## START Data records

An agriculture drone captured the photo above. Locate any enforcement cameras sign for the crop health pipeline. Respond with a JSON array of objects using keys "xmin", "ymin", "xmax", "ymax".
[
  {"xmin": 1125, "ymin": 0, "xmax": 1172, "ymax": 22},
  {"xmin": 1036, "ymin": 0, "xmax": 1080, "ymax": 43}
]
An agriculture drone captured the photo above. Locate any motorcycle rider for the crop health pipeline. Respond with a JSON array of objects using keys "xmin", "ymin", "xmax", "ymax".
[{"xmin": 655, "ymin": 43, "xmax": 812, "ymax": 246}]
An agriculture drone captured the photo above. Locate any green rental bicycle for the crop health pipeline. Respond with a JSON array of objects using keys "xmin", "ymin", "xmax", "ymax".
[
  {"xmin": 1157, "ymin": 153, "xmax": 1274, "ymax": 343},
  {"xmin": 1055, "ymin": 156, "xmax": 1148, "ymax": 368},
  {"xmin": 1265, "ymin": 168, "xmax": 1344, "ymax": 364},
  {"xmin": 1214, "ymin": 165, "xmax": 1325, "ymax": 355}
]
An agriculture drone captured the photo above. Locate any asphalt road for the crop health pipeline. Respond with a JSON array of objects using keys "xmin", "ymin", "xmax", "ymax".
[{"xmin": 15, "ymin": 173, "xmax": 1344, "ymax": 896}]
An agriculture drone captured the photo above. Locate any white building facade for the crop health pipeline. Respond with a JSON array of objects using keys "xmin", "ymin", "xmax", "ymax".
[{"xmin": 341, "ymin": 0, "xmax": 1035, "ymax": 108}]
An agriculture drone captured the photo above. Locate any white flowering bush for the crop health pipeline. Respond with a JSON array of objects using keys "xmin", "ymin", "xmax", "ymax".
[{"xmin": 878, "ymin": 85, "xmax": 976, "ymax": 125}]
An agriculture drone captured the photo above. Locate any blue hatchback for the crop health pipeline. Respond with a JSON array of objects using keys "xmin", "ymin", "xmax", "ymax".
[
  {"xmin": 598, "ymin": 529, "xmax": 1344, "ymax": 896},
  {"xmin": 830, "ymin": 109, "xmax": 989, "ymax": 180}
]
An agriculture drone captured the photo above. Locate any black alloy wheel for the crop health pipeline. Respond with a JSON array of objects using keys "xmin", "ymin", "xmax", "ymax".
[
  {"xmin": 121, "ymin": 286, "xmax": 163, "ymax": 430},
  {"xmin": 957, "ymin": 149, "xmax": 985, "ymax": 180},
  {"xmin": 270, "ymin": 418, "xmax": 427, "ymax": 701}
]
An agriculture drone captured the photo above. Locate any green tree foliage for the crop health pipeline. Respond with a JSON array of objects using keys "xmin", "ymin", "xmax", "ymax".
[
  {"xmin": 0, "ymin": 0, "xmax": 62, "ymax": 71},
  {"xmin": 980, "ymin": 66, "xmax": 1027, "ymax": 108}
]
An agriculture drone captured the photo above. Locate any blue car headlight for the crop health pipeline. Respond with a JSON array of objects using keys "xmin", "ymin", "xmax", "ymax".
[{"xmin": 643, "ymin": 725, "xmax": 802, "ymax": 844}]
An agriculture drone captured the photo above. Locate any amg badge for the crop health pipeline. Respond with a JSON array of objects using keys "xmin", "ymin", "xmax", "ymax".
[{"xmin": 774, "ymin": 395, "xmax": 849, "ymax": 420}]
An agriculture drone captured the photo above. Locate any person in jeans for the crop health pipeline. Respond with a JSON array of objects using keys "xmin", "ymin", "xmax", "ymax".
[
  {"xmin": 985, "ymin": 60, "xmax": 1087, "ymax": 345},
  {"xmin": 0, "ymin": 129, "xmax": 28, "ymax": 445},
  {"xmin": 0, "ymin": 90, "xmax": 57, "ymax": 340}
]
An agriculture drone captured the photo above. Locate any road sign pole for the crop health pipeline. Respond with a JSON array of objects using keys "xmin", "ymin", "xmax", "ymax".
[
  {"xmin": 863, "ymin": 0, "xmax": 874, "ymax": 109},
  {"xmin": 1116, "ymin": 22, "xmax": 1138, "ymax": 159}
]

## END Data records

• Task statement: List every line of the records that contains the word "blue", copying each line in full.

• Expected answer:
An agriculture drone captured the photo above. Locate any blue hatchback for the crop health pipeline. Respond with a JSON array of objects using keys "xmin", "ymin", "xmax", "ymax".
An agriculture drone captured the photo above. Locate any blue car headlight for the crop health pipeline. Respond with a JSON array of objects using keys "xmin", "ymin", "xmax", "ymax".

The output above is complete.